ESTRATTO DEL DOCUMENTO -
····················
Inchiesta

L’Italia “costretta” a ritornare al carbone. Un’alternativa meno impattante? I rifiuti

PALERMO – Centrali a combustibili fossili a pieno regime, centrali a fonti rinnovabili impantanate nella burocrazia, impianti di termovalorizzazione dei rifiuti bloccati da surreali lotte ideologiche tra partiti. È il paradosso tutto italiano che allontana sempre più il Paese non solo da una reale transizione ecologica ma anche da un’autonomia energetica che, in questo momento storico caratterizzato da guerre finanziarie e tradizionali, è necessaria più che mai.
····················
DATI FORNITI -
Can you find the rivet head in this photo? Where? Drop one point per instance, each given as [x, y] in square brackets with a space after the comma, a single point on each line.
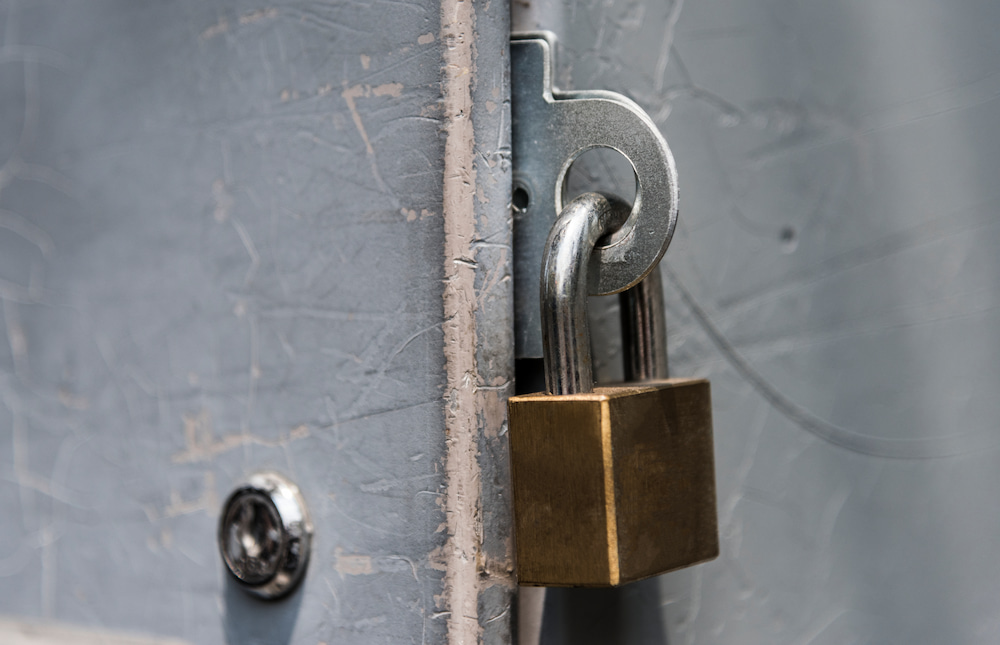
[265, 534]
····················
QUESITI -
- a) Elenca tutti i tipi di impianti per la produzione di energia citati nell'inchiesta sul ritorno dell'Italia al carbone.
- b) Duplica il passaggio dell'inchiesta sul carbone compreso tra "PALERMO – Centrali" e "più che mai.", estremi inclusi.
- c) Prosegui l'inchiesta sul ritorno dell'Italia al carbone a partire dall'ultima frase riportata.

RISPOSTE DATE -
- a) Centrali a combustibili fossili; centrali a fonti rinnovabili; impianti di termovalorizzazione dei rifiuti.

- b)
PALERMO – Centrali a combustibili fossili a pieno regime, centrali a fonti rinnovabili impantanate nella burocrazia, impianti di termovalorizzazione dei rifiuti bloccati da surreali lotte ideologiche tra partiti. È il paradosso tutto italiano che allontana sempre più il Paese non solo da una reale transizione ecologica ma anche da un’autonomia energetica che, in questo momento storico caratterizzato da guerre finanziarie e tradizionali, è necessaria più che mai.

- c)
CARBONE AVANTI TUTTA

Di fronte all’aumento del prezzo del gas e al rischio di rimanere dipendenti dalla Russia la transizione energetica può di fatto attendere. È chiaro analizzando il Piano nazionale di contenimento dei costi del gas pubblicato dal ministero della Transizione ecologica ad inizio settembre. L’atto di indirizzo consente alle centrali termoelettriche di marciare a tutta potenza. Con un incremento che dovrebbe aumentare di un 20-25% le stime di produzione di energia dalle grandi centrali a carbone e a olio, già attese a una produzione più che doppia rispetto al 2021.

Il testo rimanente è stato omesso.